Start of Supplied passage

More Open Gov’t Data Can Help Post-Ferguson Police Reforms: Ideas from Sunlight Foundation — UPDATE: Data Recommendations in Interim Report of President’s Task Force
dcogcadmin | December 7, 2014
Sunlight Foundation National Policy Manager Emily Shaw in a 12/5/14 blog post offers a great roundup of ways that more and better government data, used to empower public discussion, should be part of the move towards increased police accountability.
Linking to the three approaches in the President’s initiative to strengthen community policing, announced December 1, 2014, Shaw writes:
–as federal funds encourage more police to wear cameras, can we be sure the cameras will be on when they should be, that the resulting video will be safeguarded (no 21st Century Rosemary Woods “accidentally” erasing key parts of a street shooting video) and that state and local records policy adapts so that the resulting video will be generally open under thoughtful guidelines balancing privacy and access? (On the last point, see a separate post on this site on an early denial of access in D.C.)
–as police use federally-provided ex-military equipment, all too often ill-suited to domestic police work, will that inventory be publicly disclosed and will the public be involved in establishing policies for its use?

End of Supplied passage
Start of Data supplied

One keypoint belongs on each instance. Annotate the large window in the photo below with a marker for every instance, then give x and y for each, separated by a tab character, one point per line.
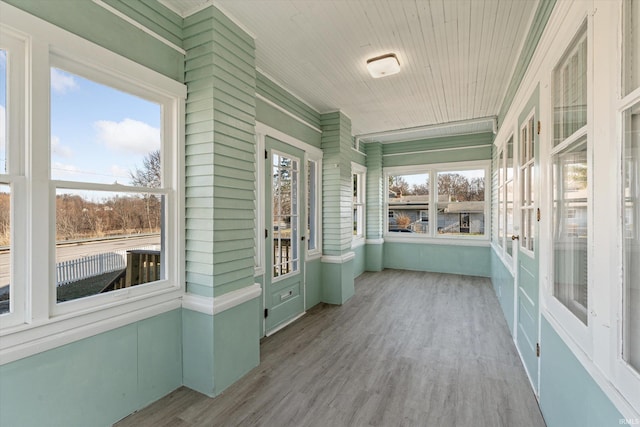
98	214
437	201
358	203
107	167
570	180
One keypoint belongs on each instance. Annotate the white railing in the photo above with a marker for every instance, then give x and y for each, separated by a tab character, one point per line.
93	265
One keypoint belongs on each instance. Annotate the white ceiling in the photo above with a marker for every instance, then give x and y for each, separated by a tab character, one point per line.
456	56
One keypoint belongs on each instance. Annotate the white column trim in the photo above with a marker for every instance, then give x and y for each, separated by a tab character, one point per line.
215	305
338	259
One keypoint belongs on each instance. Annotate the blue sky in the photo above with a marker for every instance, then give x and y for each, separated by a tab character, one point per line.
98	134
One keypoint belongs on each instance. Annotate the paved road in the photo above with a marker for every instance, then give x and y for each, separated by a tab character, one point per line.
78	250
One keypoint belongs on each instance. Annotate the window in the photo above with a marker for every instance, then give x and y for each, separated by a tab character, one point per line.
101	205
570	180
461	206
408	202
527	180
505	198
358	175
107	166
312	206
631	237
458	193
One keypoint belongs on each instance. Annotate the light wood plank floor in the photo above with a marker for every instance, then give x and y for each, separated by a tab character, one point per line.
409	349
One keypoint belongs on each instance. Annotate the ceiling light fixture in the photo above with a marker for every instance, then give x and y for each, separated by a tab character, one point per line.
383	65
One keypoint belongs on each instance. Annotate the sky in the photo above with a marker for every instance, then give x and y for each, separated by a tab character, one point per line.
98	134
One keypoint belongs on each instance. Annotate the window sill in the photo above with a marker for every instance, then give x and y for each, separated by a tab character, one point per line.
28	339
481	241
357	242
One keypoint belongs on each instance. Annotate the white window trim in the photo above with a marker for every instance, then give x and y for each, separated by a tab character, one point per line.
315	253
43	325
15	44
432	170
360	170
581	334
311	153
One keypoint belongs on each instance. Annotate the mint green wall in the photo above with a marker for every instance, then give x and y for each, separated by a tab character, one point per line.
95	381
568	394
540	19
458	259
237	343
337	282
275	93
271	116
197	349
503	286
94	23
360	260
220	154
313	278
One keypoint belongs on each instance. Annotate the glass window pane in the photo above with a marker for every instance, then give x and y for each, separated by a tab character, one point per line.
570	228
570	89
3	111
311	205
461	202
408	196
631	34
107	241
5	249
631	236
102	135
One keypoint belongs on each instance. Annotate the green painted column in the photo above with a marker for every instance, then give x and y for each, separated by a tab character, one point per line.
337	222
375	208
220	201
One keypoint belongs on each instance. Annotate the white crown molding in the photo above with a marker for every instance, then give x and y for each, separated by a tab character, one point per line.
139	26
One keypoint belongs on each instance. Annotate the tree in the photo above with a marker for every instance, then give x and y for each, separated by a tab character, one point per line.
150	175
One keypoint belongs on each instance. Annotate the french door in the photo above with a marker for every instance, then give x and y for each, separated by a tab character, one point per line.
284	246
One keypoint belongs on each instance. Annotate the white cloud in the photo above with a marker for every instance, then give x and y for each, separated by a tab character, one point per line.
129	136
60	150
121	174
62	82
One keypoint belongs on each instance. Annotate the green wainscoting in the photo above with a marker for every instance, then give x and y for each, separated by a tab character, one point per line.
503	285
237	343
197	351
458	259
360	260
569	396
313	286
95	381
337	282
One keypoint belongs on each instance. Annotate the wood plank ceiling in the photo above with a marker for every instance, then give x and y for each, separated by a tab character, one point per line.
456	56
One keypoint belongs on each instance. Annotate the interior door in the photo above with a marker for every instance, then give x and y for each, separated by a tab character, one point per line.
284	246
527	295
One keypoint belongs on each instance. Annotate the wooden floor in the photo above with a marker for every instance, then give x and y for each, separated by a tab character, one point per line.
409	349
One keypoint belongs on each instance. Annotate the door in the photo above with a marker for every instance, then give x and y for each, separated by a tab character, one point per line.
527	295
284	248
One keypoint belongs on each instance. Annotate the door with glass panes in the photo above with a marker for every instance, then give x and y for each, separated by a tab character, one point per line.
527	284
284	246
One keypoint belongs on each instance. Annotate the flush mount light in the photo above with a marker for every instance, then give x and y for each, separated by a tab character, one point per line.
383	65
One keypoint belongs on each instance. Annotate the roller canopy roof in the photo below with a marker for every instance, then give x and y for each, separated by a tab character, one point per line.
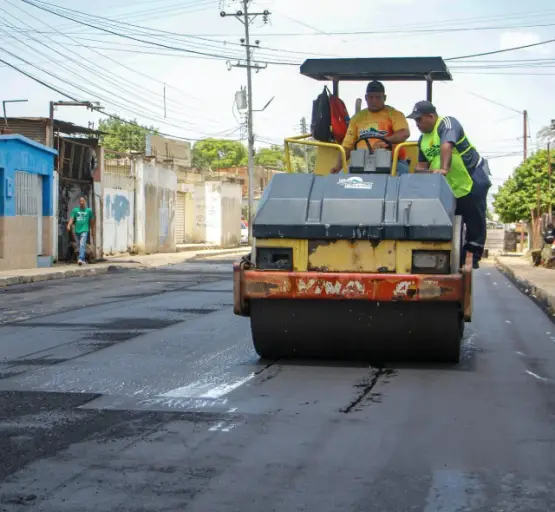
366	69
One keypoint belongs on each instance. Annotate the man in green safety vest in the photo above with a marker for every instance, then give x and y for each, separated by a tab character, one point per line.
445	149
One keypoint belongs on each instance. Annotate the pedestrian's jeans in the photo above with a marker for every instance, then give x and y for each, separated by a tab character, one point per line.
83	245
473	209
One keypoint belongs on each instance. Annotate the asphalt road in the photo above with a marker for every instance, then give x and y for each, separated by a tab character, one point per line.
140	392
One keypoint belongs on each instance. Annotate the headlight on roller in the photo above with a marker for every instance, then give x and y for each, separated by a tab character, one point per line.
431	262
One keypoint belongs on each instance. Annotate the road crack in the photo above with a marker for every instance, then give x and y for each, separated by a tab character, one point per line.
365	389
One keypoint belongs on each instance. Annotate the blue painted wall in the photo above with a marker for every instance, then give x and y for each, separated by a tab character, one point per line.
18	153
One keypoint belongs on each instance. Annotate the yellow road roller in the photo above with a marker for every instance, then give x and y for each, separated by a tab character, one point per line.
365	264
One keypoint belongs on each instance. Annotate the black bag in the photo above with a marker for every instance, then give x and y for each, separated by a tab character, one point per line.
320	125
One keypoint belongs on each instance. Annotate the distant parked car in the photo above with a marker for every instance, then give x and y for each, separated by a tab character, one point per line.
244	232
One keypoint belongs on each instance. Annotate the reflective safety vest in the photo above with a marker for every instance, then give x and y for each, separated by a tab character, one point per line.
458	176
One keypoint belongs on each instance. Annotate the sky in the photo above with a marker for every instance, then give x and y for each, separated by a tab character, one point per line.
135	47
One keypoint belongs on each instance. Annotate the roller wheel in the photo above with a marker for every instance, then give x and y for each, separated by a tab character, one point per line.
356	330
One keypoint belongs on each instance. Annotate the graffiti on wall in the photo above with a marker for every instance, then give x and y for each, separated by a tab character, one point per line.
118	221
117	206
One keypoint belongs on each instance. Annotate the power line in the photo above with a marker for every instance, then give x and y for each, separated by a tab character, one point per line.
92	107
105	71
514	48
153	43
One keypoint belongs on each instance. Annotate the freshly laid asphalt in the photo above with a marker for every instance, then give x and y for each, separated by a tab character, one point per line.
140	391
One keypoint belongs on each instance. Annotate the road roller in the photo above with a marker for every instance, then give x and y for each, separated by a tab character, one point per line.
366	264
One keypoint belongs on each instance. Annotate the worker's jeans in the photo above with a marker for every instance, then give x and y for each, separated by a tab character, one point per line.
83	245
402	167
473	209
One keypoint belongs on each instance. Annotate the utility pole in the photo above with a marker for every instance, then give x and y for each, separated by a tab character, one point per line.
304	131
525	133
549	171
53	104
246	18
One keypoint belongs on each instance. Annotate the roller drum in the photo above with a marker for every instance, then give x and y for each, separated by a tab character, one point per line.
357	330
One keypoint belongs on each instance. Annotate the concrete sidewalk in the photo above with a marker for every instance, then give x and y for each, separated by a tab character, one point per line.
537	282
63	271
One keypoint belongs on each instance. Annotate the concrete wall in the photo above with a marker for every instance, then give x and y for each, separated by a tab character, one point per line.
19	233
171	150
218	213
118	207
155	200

End of Data supplied

» **Parts of the exercise**
1 > Rewrite the post on open government data and police reform, starting at "Linking to the" and ending at "for its use?", with "cameras" changed to "body cameras".
2 > According to the post on open government data and police reform, on what date was the President's initiative to strengthen community policing announced?
3 > Continue the post on open government data and police reform from its last sentence.

» **Solved tasks**
1 >
Linking to the three approaches in the President’s initiative to strengthen community policing, announced December 1, 2014, Shaw writes:
–as federal funds encourage more police to wear body cameras, can we be sure the body cameras will be on when they should be, that the resulting video will be safeguarded (no 21st Century Rosemary Woods “accidentally” erasing key parts of a street shooting video) and that state and local records policy adapts so that the resulting video will be generally open under thoughtful guidelines balancing privacy and access? (On the last point, see a separate post on this site on an early denial of access in D.C.)
–as police use federally-provided ex-military equipment, all too often ill-suited to domestic police work, will that inventory be publicly disclosed and will the public be involved in establishing policies for its use?

2 > December 1, 2014

3 >
–will the task force on improved 21st Century relations between police and communities stress improved public data on complaints (improved ways to submit them and transparent data on what happens to them), on use of force investigations and other internal audits, and on use of particular techniques such as stop-and-frisk (where court review in New York City depended crucially on a database of details of four million stops)?
UPDATE – 3/12/15 The Task Force interim report discusses the need for police departments to have use-of-force policy and for data to be collected about such incidents, including better data on officer-involved shootings nationwide as well as consistent community-wide review of serious incidents. (See Action Item 2.2.4, p. 22.)
Recommendation 2.6 (p. 24) calls for “encouraging” police to collect data on all detentions including stops and frisks, searches and summonses.
As to complaints, Recommendation 2.8 and related Action Items (pp. 26-27) address in a general way the need for civilian oversight, but the call is general (“some form of civilian oversight of law enforcement is important”). The authors are cautious, saying “we lack strong research evidence that it works” and limiting their call to more study.
Recommendation 2.15 (p. 30) does call on police departments to require officers to carry cards with their identifying information and how to contact a civilian complaint review office.
Full report is: President’s Task Force on 21st Century Policing. 2015. Interim Report of the President’s Task Force on 21st Century Policing. Washington, DC: Office of Community Oriented Policing Services. First published March 1, 2015 Revised March 4, 2015.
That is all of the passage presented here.